+++ PROVIDED DATA +++

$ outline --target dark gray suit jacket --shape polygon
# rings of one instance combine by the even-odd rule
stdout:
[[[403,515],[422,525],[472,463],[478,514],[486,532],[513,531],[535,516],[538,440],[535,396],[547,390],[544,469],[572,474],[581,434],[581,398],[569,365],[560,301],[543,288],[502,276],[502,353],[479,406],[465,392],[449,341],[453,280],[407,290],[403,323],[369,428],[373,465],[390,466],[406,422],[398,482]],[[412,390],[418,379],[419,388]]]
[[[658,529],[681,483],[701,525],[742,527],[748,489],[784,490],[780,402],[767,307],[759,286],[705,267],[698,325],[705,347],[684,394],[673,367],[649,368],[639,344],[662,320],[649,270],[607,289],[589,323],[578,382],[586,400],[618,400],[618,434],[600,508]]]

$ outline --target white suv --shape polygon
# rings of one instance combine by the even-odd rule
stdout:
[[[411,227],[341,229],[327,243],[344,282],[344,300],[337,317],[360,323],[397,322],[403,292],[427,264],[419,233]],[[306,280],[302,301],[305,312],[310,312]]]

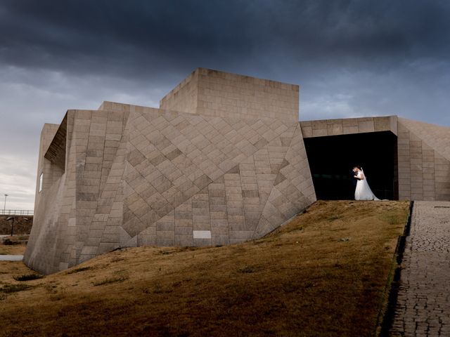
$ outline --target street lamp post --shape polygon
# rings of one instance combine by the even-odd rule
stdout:
[[[6,194],[5,193],[5,203],[3,205],[3,213],[5,213],[5,210],[6,209],[6,197],[8,197],[8,194]]]

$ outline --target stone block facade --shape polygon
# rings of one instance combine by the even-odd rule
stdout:
[[[390,131],[400,200],[450,200],[450,128],[397,116],[300,121],[304,138]],[[380,160],[382,160],[381,159]]]
[[[261,237],[316,200],[304,138],[392,132],[400,199],[450,199],[450,128],[299,122],[298,99],[296,85],[198,68],[159,109],[68,110],[42,129],[25,263],[51,273],[119,247]]]
[[[266,105],[298,101],[298,87],[205,70],[193,75],[202,73],[162,101],[188,112],[104,102],[46,124],[29,266],[51,273],[118,247],[240,242],[316,200],[297,107]],[[234,83],[229,93],[251,88],[234,103],[225,100],[226,91],[220,97],[219,87],[198,93],[202,82],[216,81]],[[261,116],[252,105],[255,110],[227,113],[229,103],[238,107],[257,92],[266,95]],[[222,100],[200,106],[212,97]]]

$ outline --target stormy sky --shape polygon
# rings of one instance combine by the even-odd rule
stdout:
[[[158,107],[198,67],[300,85],[301,120],[450,126],[446,0],[0,0],[0,206],[32,209],[68,109]]]

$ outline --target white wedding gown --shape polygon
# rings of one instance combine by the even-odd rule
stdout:
[[[380,200],[377,198],[367,183],[367,178],[364,175],[364,171],[359,171],[356,177],[361,178],[363,175],[364,178],[359,180],[356,183],[356,188],[354,190],[355,200]]]

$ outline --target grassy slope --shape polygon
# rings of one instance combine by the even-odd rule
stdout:
[[[370,336],[407,211],[318,201],[259,240],[123,249],[26,282],[0,263],[0,287],[32,286],[0,288],[0,335]]]

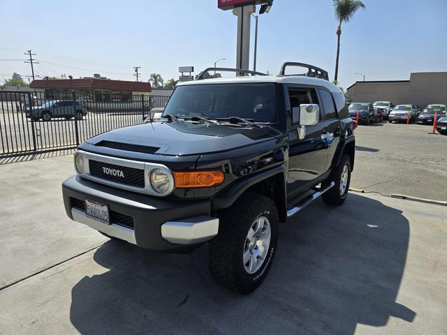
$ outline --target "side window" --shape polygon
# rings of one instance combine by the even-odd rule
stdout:
[[[318,103],[316,92],[314,89],[289,87],[288,98],[290,99],[291,112],[292,114],[294,109],[300,109],[300,105]],[[321,119],[321,113],[320,119]]]
[[[325,119],[335,119],[337,117],[337,111],[332,100],[332,95],[325,89],[318,89],[318,93],[321,98],[324,118]]]

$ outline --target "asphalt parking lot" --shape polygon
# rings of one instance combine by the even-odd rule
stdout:
[[[360,125],[352,187],[447,201],[447,136],[432,126]]]
[[[429,128],[360,126],[352,186],[447,200],[447,137]],[[240,296],[213,282],[206,246],[155,254],[71,221],[60,186],[72,157],[54,156],[0,161],[0,334],[447,332],[447,207],[318,200],[281,226],[268,278]]]

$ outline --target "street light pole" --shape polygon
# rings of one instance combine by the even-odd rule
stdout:
[[[226,61],[226,58],[221,58],[220,59],[217,59],[214,61],[214,75],[216,75],[216,64],[220,61]]]
[[[362,75],[363,76],[363,81],[365,81],[365,75],[363,73],[359,73],[356,72],[356,74],[358,75]]]
[[[254,30],[254,59],[253,60],[253,70],[256,71],[256,57],[258,54],[258,15],[251,15],[255,18],[256,25]]]

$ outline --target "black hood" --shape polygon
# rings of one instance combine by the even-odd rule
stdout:
[[[272,139],[276,135],[268,126],[237,128],[176,121],[122,128],[91,138],[87,143],[102,147],[124,143],[152,147],[154,154],[184,156],[230,150]]]

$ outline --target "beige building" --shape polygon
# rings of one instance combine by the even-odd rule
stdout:
[[[391,101],[420,107],[447,103],[447,72],[414,73],[409,80],[356,82],[348,87],[347,95],[356,102]]]

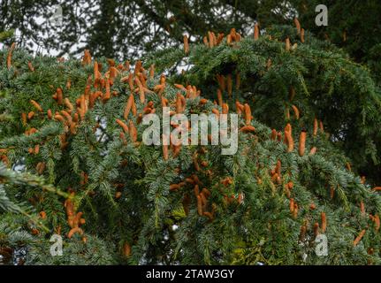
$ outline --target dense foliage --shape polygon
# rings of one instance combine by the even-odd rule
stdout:
[[[185,49],[131,69],[88,51],[81,61],[0,52],[2,255],[24,247],[27,264],[380,264],[381,105],[369,71],[288,26],[246,38],[209,33]],[[187,117],[239,113],[238,152],[145,145],[141,119],[164,105]],[[53,233],[62,256],[50,254]],[[318,234],[327,256],[316,253]]]

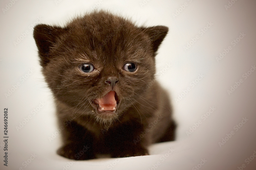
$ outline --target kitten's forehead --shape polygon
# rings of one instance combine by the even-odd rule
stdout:
[[[148,37],[128,20],[110,14],[101,15],[86,16],[70,24],[73,29],[68,39],[70,44],[76,44],[79,51],[77,59],[140,62],[141,56],[150,50]]]

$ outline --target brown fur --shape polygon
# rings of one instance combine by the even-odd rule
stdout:
[[[55,97],[63,146],[60,155],[77,160],[145,155],[147,146],[173,140],[175,125],[167,93],[155,80],[155,57],[168,28],[138,27],[103,11],[78,17],[64,28],[40,24],[34,37],[42,71]],[[123,69],[137,64],[136,71]],[[84,63],[95,68],[79,70]],[[98,112],[91,102],[113,87],[117,108]]]

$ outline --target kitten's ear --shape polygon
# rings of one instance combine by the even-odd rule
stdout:
[[[158,26],[148,28],[141,27],[141,29],[144,32],[149,36],[153,50],[154,52],[155,52],[167,34],[168,27],[165,26]]]
[[[34,38],[38,48],[42,66],[46,65],[50,61],[50,47],[67,30],[59,27],[42,24],[37,25],[34,28]]]

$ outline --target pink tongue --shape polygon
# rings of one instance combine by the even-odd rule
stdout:
[[[98,100],[99,109],[102,110],[114,110],[116,108],[116,101],[115,99],[114,91],[110,91]]]

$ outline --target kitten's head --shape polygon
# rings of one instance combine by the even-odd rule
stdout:
[[[138,27],[101,11],[63,28],[38,25],[34,37],[56,99],[106,122],[147,93],[156,52],[168,31],[164,26]]]

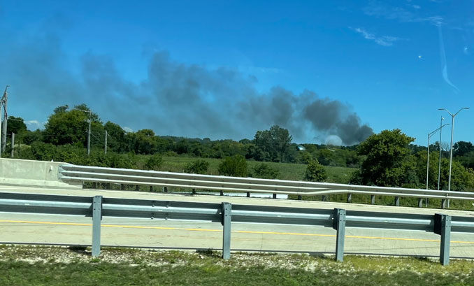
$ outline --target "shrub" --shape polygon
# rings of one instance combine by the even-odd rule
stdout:
[[[233,177],[247,176],[247,161],[240,155],[226,157],[219,164],[219,175]]]
[[[185,166],[185,173],[205,174],[208,172],[208,168],[209,162],[199,159],[187,164]]]
[[[147,170],[158,171],[160,166],[163,164],[163,158],[159,154],[153,154],[150,156],[145,164],[145,168]]]
[[[324,167],[314,159],[308,164],[304,179],[312,182],[322,182],[327,179],[327,173]]]
[[[252,169],[252,176],[262,179],[276,179],[280,177],[280,170],[268,164],[261,163]]]

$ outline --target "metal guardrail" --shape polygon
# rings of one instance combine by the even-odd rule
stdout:
[[[92,217],[92,255],[100,254],[103,217],[220,222],[223,226],[222,257],[230,257],[232,222],[296,224],[336,230],[336,258],[343,260],[345,227],[417,230],[441,236],[440,260],[449,263],[451,231],[474,233],[474,218],[333,210],[231,205],[129,199],[0,193],[0,212],[73,215]]]
[[[400,197],[418,198],[418,206],[423,199],[440,199],[441,207],[445,208],[448,199],[474,200],[474,192],[407,189],[387,187],[361,186],[329,183],[268,180],[253,178],[227,177],[220,176],[188,174],[185,173],[160,172],[64,164],[59,168],[58,177],[69,183],[103,183],[122,185],[185,187],[195,190],[271,193],[300,196],[347,194],[350,201],[352,194],[371,195],[371,203],[375,196],[395,197],[399,205]]]

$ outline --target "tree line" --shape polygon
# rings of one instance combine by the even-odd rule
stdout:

+++

- PROBLEM DESCRIPTION
Which lines in the entries above contain the string "kitten", with case counting? Pull out each of those lines in full.

- RIGHT ANSWER
$ outline --target kitten's forehead --shape polygon
$ outline --target kitten's ear --shape polygon
$ outline --target kitten's head --shape polygon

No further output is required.